Input data START
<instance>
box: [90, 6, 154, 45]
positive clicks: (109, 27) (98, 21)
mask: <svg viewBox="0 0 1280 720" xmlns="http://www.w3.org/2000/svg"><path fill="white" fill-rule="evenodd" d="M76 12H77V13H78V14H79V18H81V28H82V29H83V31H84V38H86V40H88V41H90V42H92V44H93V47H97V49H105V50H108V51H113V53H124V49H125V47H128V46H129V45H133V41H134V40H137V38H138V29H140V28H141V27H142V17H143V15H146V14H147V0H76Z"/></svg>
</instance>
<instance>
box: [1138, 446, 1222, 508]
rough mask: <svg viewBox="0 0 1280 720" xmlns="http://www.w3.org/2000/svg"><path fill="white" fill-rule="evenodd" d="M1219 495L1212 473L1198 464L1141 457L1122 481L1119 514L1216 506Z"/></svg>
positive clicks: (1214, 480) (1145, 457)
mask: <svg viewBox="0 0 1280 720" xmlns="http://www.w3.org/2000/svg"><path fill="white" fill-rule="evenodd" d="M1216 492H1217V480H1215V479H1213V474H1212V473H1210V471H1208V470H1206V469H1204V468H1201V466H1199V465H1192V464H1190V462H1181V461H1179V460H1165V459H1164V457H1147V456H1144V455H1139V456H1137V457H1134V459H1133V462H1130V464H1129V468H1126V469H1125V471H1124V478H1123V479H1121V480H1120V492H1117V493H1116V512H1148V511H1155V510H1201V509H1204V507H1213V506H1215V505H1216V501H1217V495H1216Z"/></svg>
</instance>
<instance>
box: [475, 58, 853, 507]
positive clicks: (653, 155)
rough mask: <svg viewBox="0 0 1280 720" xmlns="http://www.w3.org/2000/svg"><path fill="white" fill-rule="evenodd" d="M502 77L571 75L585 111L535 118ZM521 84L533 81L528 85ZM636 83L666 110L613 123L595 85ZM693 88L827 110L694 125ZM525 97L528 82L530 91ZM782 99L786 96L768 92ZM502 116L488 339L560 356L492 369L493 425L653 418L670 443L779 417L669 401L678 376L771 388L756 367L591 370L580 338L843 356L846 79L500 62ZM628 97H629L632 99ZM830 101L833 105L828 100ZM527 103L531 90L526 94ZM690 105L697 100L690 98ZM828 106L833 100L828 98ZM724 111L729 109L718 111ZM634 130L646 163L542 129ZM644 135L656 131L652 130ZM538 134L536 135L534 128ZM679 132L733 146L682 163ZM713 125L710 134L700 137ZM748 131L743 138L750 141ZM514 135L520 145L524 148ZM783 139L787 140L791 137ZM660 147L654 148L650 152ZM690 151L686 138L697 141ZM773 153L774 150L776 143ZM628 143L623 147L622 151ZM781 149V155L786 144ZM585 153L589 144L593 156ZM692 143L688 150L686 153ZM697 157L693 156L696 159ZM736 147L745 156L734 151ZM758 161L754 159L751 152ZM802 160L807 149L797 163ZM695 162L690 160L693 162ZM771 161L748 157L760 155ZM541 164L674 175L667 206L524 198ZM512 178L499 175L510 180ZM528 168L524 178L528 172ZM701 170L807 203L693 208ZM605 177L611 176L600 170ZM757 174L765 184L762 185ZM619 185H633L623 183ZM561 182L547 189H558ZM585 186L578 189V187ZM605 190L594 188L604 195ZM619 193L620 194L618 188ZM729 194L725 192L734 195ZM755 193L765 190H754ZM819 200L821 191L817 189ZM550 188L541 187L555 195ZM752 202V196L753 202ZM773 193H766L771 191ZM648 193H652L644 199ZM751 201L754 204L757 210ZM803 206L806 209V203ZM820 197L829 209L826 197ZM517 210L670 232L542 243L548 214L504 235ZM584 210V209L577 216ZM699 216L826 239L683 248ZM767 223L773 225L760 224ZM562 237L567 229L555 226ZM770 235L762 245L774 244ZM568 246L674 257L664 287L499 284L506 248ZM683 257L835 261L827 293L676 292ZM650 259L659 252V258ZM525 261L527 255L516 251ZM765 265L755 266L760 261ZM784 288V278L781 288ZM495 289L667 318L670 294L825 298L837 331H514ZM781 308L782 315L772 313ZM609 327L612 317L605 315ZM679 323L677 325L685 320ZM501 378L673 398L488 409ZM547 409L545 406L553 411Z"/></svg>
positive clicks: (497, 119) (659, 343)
Input data END
What this task involves – Every record should be output precisely as it was given.

Written reply –
<instance>
box: [90, 6, 154, 45]
positive clicks: (109, 27) (98, 21)
mask: <svg viewBox="0 0 1280 720" xmlns="http://www.w3.org/2000/svg"><path fill="white" fill-rule="evenodd" d="M76 12H77V13H78V14H79V18H81V28H82V29H83V31H84V38H86V40H88V41H90V42H92V44H93V47H97V49H105V50H108V51H113V53H124V49H125V47H128V46H129V45H133V41H134V40H137V38H138V29H140V28H141V27H142V17H143V15H146V14H147V0H76Z"/></svg>
</instance>
<instance>
box: [1138, 446, 1222, 508]
rough mask: <svg viewBox="0 0 1280 720" xmlns="http://www.w3.org/2000/svg"><path fill="white" fill-rule="evenodd" d="M1219 495L1212 473L1198 464L1141 457L1122 481L1119 514L1216 506Z"/></svg>
positive clicks: (1214, 480) (1145, 457)
mask: <svg viewBox="0 0 1280 720" xmlns="http://www.w3.org/2000/svg"><path fill="white" fill-rule="evenodd" d="M1216 492H1217V480H1215V479H1213V474H1212V473H1210V471H1208V470H1206V469H1204V468H1201V466H1199V465H1192V464H1190V462H1181V461H1179V460H1165V459H1164V457H1147V456H1144V455H1139V456H1137V457H1134V459H1133V462H1130V464H1129V468H1126V469H1125V471H1124V478H1123V479H1121V480H1120V492H1117V493H1116V512H1148V511H1155V510H1201V509H1204V507H1213V506H1215V505H1216V501H1217V495H1216Z"/></svg>
</instance>
<instance>
box: [475, 58, 853, 507]
positive clicks: (653, 155)
rough mask: <svg viewBox="0 0 1280 720" xmlns="http://www.w3.org/2000/svg"><path fill="white" fill-rule="evenodd" d="M502 77L571 75L585 111L535 118ZM521 84L533 81L528 85ZM636 83L666 110L613 123L595 85ZM693 88L827 110L694 125ZM525 97L528 82L530 91ZM782 99L786 96L768 92ZM502 116L488 339L560 356L492 369L493 425L653 418L670 443L779 417L669 401L678 376L771 388L756 367L591 370L580 338L843 356L846 79L500 62ZM628 97H629L632 99ZM830 101L833 105L828 100ZM527 103L531 90L526 94ZM690 105L697 100L690 98ZM828 106L833 100L828 98ZM724 111L729 109L718 111ZM634 130L646 163L542 129ZM644 135L656 131L652 130ZM538 134L536 135L534 128ZM679 132L733 146L682 163ZM713 125L710 134L700 137ZM748 131L743 138L750 141ZM514 135L520 145L524 148ZM783 139L787 140L791 137ZM660 147L654 148L650 152ZM690 151L686 138L697 141ZM773 153L774 150L776 143ZM628 143L623 147L622 151ZM781 149V155L786 144ZM585 153L589 144L593 156ZM692 143L688 150L686 153ZM697 157L693 156L696 159ZM736 147L745 156L734 151ZM758 161L754 159L751 152ZM802 160L807 149L797 163ZM695 162L690 160L693 162ZM771 161L748 157L760 155ZM541 164L674 175L667 206L524 198ZM512 178L499 175L510 180ZM528 168L524 178L528 172ZM701 170L807 203L693 208ZM605 177L611 176L600 170ZM757 174L765 184L762 185ZM619 185H633L623 183ZM561 182L547 189H558ZM585 186L578 189V187ZM605 190L594 188L604 195ZM619 193L620 194L618 188ZM729 194L725 192L734 195ZM755 193L765 190H754ZM819 200L821 191L817 189ZM550 188L541 187L555 195ZM752 202V196L753 202ZM773 193H766L771 191ZM648 193H652L644 199ZM751 201L754 204L757 210ZM803 206L806 209V203ZM820 197L829 209L826 197ZM517 210L670 232L542 243L548 214L504 235ZM584 210V209L577 216ZM699 216L826 239L683 248ZM767 223L773 225L760 224ZM562 237L567 229L555 226ZM770 235L762 245L774 244ZM568 246L674 257L664 287L499 284L506 248ZM683 257L835 261L827 293L676 292ZM650 259L659 252V258ZM525 261L527 255L516 251ZM765 265L755 266L760 261ZM784 288V278L781 288ZM495 289L667 318L670 294L825 298L837 331H514ZM781 308L782 315L772 313ZM609 327L612 317L605 315ZM679 323L677 325L685 320ZM501 378L673 398L488 409ZM547 409L545 406L553 411Z"/></svg>
positive clicks: (497, 119) (659, 343)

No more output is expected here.